DOCUMENT SEGMENT:
In Myanmar (Burma), horse gram is known as pe bazat (ပဲပိစပ်) in Burmese. It is commonly used in making pon ye gyi, a fermented bean paste used in traditional Burmese cuisine.

COLLECTED DATA:
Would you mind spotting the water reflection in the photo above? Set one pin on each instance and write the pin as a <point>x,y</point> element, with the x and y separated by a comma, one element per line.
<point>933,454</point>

TASKS:
A) Summarize the text about horse gram in Myanmar in two sentences.
B) For the text about horse gram in Myanmar, say whether each statement agrees with it, answering yes or no and quoting the words that decide it: (i) Horse gram is known as pe bazat in Burmese. (ii) Pon ye gyi is a fresh, unfermented bean paste. (iii) Pon ye gyi is used in traditional Burmese cuisine.
C) Answer these questions about the text about horse gram in Myanmar:
(i) What is horse gram called in Burmese?
(ii) What is horse gram commonly used to make?
(iii) What kind of food is pon ye gyi?
The listing has no connection to the text about horse gram.

PER-TASK ANSWERS:
A) In Myanmar (Burma), horse gram is called pe bazat in Burmese. It is commonly used to make pon ye gyi, a fermented bean paste used in traditional Burmese cuisine.

B)
(i) Yes: "horse gram is known as pe bazat (ပဲပိစပ်) in Burmese."
(ii) No: "pon ye gyi, a fermented bean paste"
(iii) Yes: "used in traditional Burmese cuisine."

C)
(i) Pe bazat (ပဲပိစပ်).
(ii) Pon ye gyi.
(iii) A fermented bean paste used in traditional Burmese cuisine.